**Extract to read:**
__________________________________________________

Biliary excretory function is regulated by canalicular membrane fluidity associated with phospholipid fatty acyl chains in the bilayer: Implications for the pathophysiology of cholestasis

Background and Aims: Bile canalicular membrane fluidity is modulated by phospholipid molecular species within membrane lipid bilayers. Thus, organellar membrane lipid composition is a determinant of canalicular function. In this study, the effect of phalloidin‐induced cholestasis on bile lipid composition and liver subcellular membrane fraction composition in rats was examined to clarify the relationship between cholestasis and hepatic lipid metabolism.Methods and Results: Each rat received one phalloidin dose (400 μg/kg, i.v.). After the bile was collected, liver microsomes and canalicular membranes were analysed. The bile flow rate decreased by 50% 3.5 h after phalloidin administration. Although the bile acid output remained almost the same, the phospholipid and cholesterol output were significantly decreased (by 40.3 ± 5.97% and 76.9 ± 5.56%, respectively). Thus, the cholesterol : phospholipid (C : P) ratio in bile was significantly decreased by 80.4 ± 10.1%. Phalloidin administration also increased the saturated : unsaturated fatty acid ratio (S : U) in bile for phosphatidylcholine by 25.5 ± 3.2%. In the canalicular membrane, the C : P and S : U ratios for phosphatidylcholine were increased (24.8 ± 4.2% and 34.4 ± 6.9%, respectively), while the S : U for sphingomyelin was decreased by 61.0 ± 6.2%. In microsomes, the C : P was decreased by 41.0 ± 6.0%, but the S : U for both phosphatidylcholine and sphingomyelin were unaffected. Canalicular membrane fluidity, assayed by 1,6‐diphenyl‐1,3,5‐hexatriene fluorescence depolarization, decreased significantly. Therefore, increased secretion of hydrophobic phosphatidylcholine into bile was associated with more hydrophobic canalicular membrane phosphatidylcholine, while sphingomyelin in the canalicular membrane was less hydrophobic.Conclusions: These results indicate that phalloidin uncouples secretion of cholesterol and phospholipids, which causes a redistribution of fatty acyl chain species among canalicular membrane phospholipids that alters membrane fluidity. These changes may be a homeostatic response mediated by the phospholipid translocator in the canalicular membrane, although direct evidence for this is unavailable.

__________________________________________________

**Problem:** According to the abstract on phalloidin-induced cholestasis, by how much did the bile flow rate decrease 3.5 h after phalloidin administration? The lines that come next are separate material.

**Recorded data:**

__________________________________________________

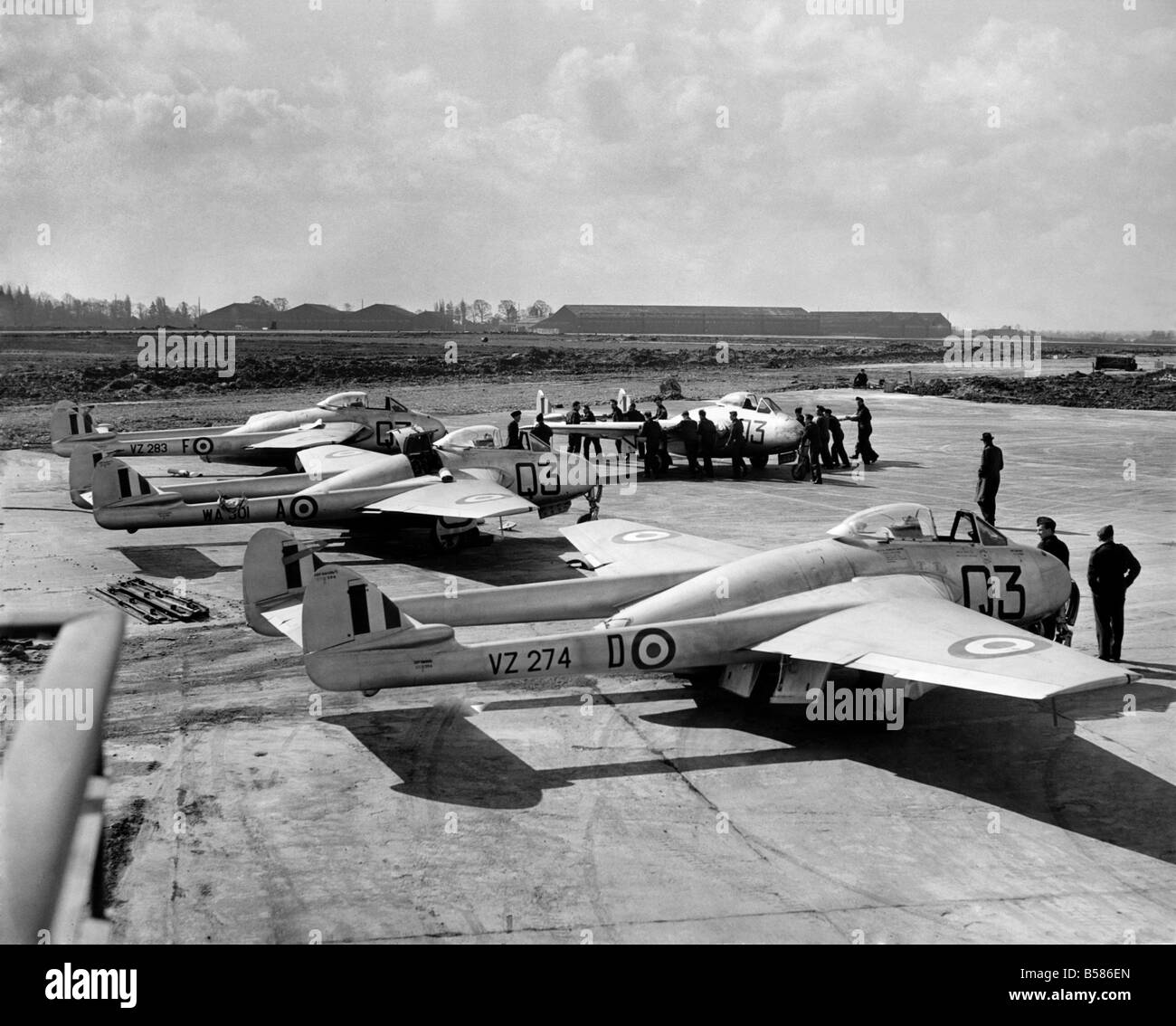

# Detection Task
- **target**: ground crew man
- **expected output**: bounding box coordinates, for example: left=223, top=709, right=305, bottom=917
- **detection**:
left=530, top=413, right=555, bottom=448
left=580, top=403, right=600, bottom=455
left=698, top=410, right=718, bottom=478
left=507, top=410, right=522, bottom=448
left=1086, top=524, right=1141, bottom=662
left=638, top=411, right=665, bottom=478
left=976, top=431, right=1004, bottom=527
left=678, top=410, right=698, bottom=478
left=568, top=399, right=583, bottom=453
left=730, top=410, right=747, bottom=481
left=801, top=413, right=822, bottom=485
left=824, top=407, right=849, bottom=469
left=815, top=406, right=838, bottom=470
left=1038, top=517, right=1078, bottom=641
left=846, top=397, right=878, bottom=463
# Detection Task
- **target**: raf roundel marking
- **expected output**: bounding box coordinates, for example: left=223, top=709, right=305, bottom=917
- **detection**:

__________________________________________________

**Task solution:** By 50%.